• _Short task A_
Pick out each line of the entries below that contains the word "sticker".

• _Text_
________________________
First time poster here with a feeder calculation question. I'm nearly certain on the right path but, I just want to double check my work here. The short of it is this: I have feeders that, following the principles of 215.2(a) or (b) have boiled down to 19.2 amps (for 215.2(a)) for the 125% continuous load calculation and 23.8 amps for (215.2(b)) after adjustment and correction factors. Here's my train of thought: Feeder conductors would be of THHN and so 12 AWG, would be the appropriate wire size.

I derated off the 90 degree column, and the ampacity of the wire under the 60 degree and 90 degree is sufficient for the original load to be supported without adjustment factors (16.56) amps. Am I wrong? Should I size up to 10 AWG to support the adjusted load of 23.8 amps? I understand the application of 110.14(c) as well as when it is permitted to apply adjustment and correction factors as seen in 310.15(a), and that the conductor's ampacity is ultimately in regards to the terminations (which in this case would be 60 degrees) but I want to make sure that I'm following the right path where that ampacity under the 60 degree column is only to support the actual load and not the adjusted or corrected load.

Thanks.
 
Last edited:

Dennis Alwon

Moderator
Staff member
Location
Chapel Hill, NC
Occupation
Retired Electrical Contractor
I don't understand your train of thought. 19.2 amps x 125% = 24 amps. Are you using nm cable? Your conductor must be rated for 24 amps minimum after and de-rating, etc
 
Location
California
Occupation
Electrician
I don't understand your train of thought. 19.2 amps x 125% = 24 amps. Are you using nm cable? Your conductor must be rated for 24 amps minimum after and de-rating, etc
Hey Dennis,

Let me clarify. That 19.2 Amps is the total load for one of the units being supported by the feeder and has already factored in the continuous load as 215.2 (A) (1) calls for. Just didn't include the calculation.
 

Dennis Alwon

Moderator
Staff member
Location
Chapel Hill, NC
Occupation
Retired Electrical Contractor
So this is a branch circuit not a feeder and the calculated load is 19.2 after 125% was added to it. Then #12 is fine. And yes, if the conductor is rated 90C then you can de-rate from the 90C column but generally, the overcurrent protective device must not be greater than 60C for nm cable and 75 for the rest.
 
Location
California
Occupation
Electrician
These are feeders. It's just an imagined project I've assigned myself for a small area with a few receptacles and lights (just wanted to make sure that I'm on the right track). So, in summary, although part b of 215.2 calls for derating off the 90 degree column, and those derating calculations call for 23 amps, I can still use 12 awg since its 90 degree ampacity is 30 amps and since it's 60 degree ampacity can support the original load without correction or adjustment. Is that a correct line of thinking?
 

Dennis Alwon

Moderator
Staff member
Location
Chapel Hill, NC
Occupation
Retired Electrical Contractor
These are feeders. It's just an imagined project I've assigned myself for a small area with a few receptacles and lights (just wanted to make sure that I'm on the right track). So, in summary, although part b of 215.2 calls for derating off the 90 degree column, and those derating calculations call for 23 amps, I can still use 12 awg since its 90 degree ampacity is 30 amps and since it's 60 degree ampacity can support the original load without correction or adjustment. Is that a correct line of thinking?
Your are confusing me. If your load is 19 amps after the 125% then how are we getting to 23 amps. If you have other de-rating issues then your conductor must be rated for 23 amps minimum.
________________________
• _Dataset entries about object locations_

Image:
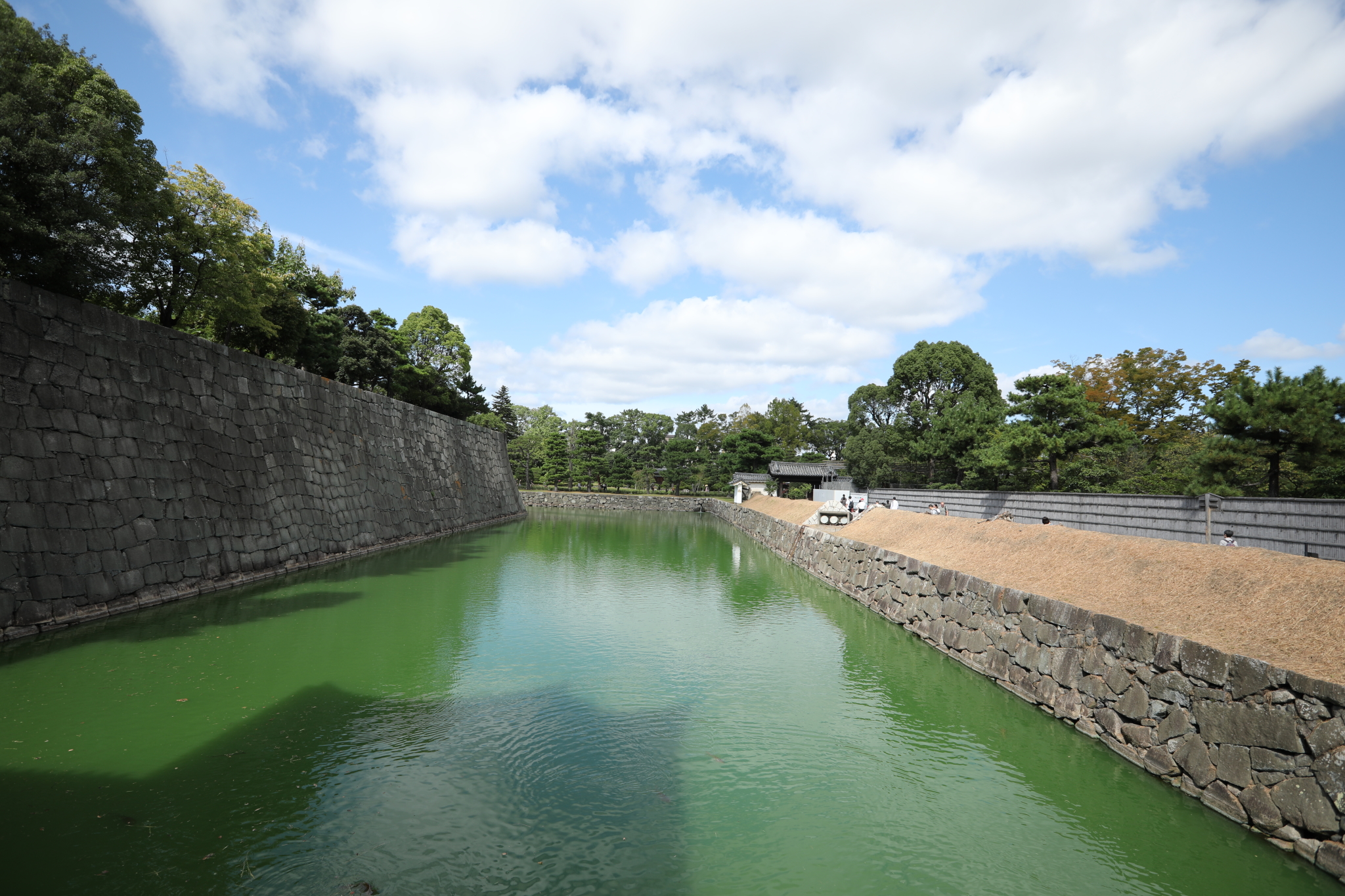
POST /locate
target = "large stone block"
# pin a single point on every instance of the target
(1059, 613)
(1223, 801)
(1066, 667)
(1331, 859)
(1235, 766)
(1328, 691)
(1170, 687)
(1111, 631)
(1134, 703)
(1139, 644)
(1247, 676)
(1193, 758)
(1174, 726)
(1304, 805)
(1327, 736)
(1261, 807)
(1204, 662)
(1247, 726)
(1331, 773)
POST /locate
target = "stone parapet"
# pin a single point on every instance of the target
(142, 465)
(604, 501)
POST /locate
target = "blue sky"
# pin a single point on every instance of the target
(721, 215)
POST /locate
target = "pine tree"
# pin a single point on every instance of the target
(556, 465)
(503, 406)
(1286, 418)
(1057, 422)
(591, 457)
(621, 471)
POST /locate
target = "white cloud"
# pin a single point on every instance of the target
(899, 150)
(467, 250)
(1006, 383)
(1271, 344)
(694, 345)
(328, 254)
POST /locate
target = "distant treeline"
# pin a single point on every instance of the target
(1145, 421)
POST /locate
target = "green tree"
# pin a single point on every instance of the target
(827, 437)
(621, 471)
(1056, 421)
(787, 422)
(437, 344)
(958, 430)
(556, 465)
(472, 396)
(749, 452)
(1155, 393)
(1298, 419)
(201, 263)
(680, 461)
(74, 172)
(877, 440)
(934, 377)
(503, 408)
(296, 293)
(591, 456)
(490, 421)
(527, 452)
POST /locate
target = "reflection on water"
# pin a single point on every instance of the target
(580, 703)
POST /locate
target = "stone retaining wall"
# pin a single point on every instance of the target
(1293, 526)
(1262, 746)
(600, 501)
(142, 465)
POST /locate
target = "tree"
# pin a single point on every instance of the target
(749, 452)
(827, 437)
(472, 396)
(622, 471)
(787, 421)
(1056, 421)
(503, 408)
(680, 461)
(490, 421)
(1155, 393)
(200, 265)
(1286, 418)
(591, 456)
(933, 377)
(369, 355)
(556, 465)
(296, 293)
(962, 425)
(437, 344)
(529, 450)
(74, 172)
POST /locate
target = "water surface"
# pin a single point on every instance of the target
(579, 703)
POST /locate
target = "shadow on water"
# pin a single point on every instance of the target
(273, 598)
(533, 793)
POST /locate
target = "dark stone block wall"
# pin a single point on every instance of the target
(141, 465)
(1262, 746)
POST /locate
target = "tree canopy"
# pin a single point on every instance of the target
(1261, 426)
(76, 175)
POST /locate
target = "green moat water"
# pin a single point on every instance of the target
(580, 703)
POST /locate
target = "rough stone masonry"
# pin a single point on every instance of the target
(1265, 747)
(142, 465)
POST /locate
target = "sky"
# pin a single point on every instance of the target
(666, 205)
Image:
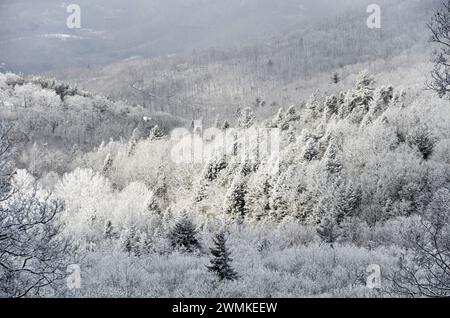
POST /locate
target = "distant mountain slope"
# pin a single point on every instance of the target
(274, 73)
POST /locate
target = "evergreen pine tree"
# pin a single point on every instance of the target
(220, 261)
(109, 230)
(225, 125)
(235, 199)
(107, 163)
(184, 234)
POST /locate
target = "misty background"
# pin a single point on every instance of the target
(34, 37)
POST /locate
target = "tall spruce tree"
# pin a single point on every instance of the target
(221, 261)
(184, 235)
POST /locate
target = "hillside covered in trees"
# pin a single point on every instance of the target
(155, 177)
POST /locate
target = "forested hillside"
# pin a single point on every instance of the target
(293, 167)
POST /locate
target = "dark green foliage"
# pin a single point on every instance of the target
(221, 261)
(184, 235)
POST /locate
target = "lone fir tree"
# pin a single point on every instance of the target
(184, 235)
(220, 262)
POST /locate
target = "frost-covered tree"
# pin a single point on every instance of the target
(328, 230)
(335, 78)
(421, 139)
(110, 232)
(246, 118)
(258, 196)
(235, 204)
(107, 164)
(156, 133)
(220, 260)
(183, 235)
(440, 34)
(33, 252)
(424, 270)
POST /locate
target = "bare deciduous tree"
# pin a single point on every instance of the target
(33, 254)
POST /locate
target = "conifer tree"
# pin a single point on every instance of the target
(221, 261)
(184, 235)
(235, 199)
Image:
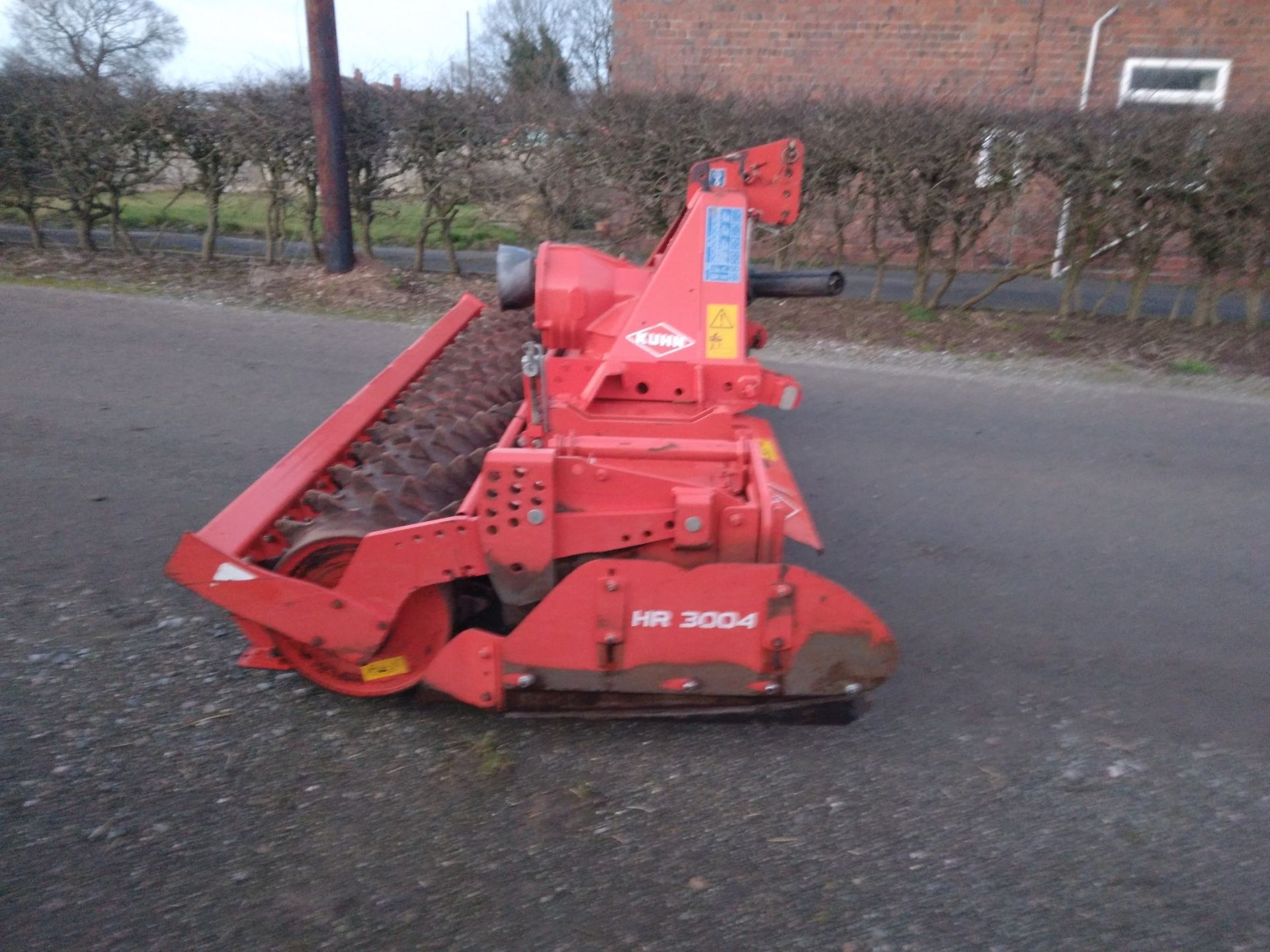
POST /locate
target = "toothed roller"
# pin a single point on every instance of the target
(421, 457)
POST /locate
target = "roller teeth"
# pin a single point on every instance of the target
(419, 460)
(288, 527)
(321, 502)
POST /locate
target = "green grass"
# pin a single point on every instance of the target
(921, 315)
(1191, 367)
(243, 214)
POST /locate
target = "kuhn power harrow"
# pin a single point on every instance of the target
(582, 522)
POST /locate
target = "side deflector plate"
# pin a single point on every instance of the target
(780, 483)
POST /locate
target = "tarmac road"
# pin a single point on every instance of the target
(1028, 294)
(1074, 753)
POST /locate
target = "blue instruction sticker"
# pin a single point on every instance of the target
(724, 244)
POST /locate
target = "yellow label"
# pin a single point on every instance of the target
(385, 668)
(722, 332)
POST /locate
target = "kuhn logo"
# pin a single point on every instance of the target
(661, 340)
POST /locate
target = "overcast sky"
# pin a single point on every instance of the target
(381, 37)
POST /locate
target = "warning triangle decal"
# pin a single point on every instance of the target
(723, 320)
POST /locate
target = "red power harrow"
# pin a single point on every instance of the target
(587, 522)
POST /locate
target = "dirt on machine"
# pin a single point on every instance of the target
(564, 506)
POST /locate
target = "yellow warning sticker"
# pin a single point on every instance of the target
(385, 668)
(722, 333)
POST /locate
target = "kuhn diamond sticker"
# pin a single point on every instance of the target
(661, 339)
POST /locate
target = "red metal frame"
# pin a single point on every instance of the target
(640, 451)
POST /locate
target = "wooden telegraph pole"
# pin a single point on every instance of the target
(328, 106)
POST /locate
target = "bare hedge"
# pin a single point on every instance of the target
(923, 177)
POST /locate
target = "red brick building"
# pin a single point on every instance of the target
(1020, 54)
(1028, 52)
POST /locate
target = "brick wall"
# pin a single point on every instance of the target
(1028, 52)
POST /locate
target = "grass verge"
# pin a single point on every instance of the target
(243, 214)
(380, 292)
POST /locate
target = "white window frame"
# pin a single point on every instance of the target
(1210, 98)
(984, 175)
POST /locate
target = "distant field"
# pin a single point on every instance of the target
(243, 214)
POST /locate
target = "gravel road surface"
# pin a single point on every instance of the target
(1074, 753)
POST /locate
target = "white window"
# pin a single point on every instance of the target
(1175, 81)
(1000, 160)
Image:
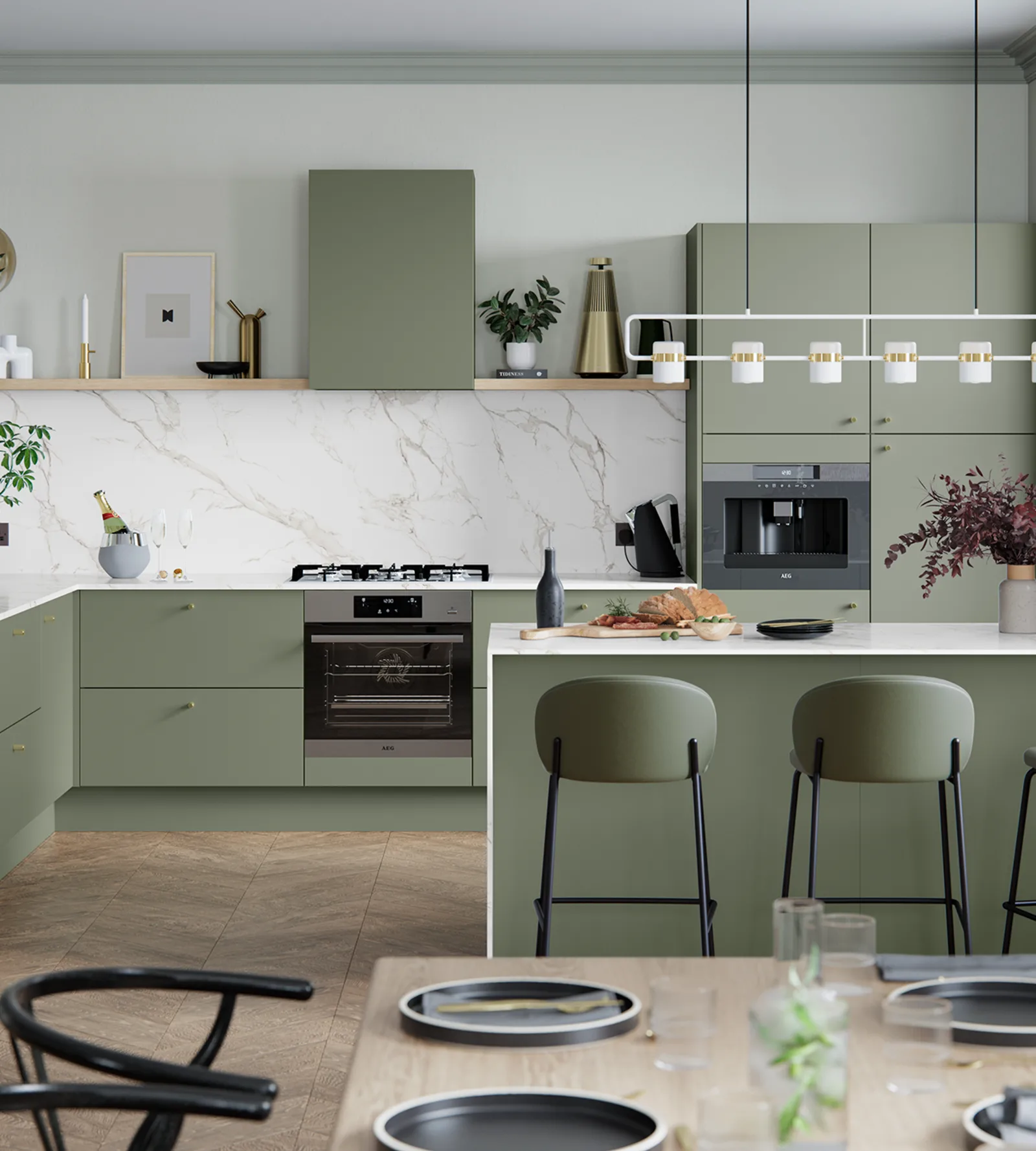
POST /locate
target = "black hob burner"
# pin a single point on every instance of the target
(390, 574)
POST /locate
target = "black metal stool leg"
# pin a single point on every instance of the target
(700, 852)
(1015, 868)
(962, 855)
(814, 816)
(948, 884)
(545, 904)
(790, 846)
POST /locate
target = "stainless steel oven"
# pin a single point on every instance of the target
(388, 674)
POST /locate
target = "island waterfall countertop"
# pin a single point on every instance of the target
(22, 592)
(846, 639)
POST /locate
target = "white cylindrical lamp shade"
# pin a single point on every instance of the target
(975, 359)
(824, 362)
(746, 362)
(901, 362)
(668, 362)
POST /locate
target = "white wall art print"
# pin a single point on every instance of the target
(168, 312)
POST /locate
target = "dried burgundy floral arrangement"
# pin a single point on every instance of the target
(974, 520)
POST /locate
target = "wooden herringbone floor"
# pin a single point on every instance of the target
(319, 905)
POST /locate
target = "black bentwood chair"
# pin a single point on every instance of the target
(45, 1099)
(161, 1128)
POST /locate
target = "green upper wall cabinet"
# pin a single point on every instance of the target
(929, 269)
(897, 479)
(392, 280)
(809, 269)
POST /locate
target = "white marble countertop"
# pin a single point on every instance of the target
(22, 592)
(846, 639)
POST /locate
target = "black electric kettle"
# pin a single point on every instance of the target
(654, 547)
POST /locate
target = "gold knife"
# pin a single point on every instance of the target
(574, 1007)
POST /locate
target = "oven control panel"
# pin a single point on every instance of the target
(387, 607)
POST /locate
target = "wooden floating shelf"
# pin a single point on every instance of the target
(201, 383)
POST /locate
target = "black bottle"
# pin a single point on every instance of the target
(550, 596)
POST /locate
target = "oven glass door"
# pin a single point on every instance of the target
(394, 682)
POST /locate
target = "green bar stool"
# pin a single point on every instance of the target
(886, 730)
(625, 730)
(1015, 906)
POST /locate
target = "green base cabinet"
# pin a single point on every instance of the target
________________________
• _Short task B_
Rewrite the stretch of the feeder calculation thread from "First time poster" through "appropriate wire size.", replacing "train of thought" with "line of reasoning".

• _Problem solution A_
target = "blue instruction sticker"
target = "yellow warning sticker"
target = "kuhn diamond sticker"

• _Problem solution B_
First time poster here with a feeder calculation question. I'm nearly certain on the right path but, I just want to double check my work here. The short of it is this: I have feeders that, following the principles of 215.2(a) or (b) have boiled down to 19.2 amps (for 215.2(a)) for the 125% continuous load calculation and 23.8 amps for (215.2(b)) after adjustment and correction factors. Here's my line of reasoning: Feeder conductors would be of THHN and so 12 AWG, would be the appropriate wire size.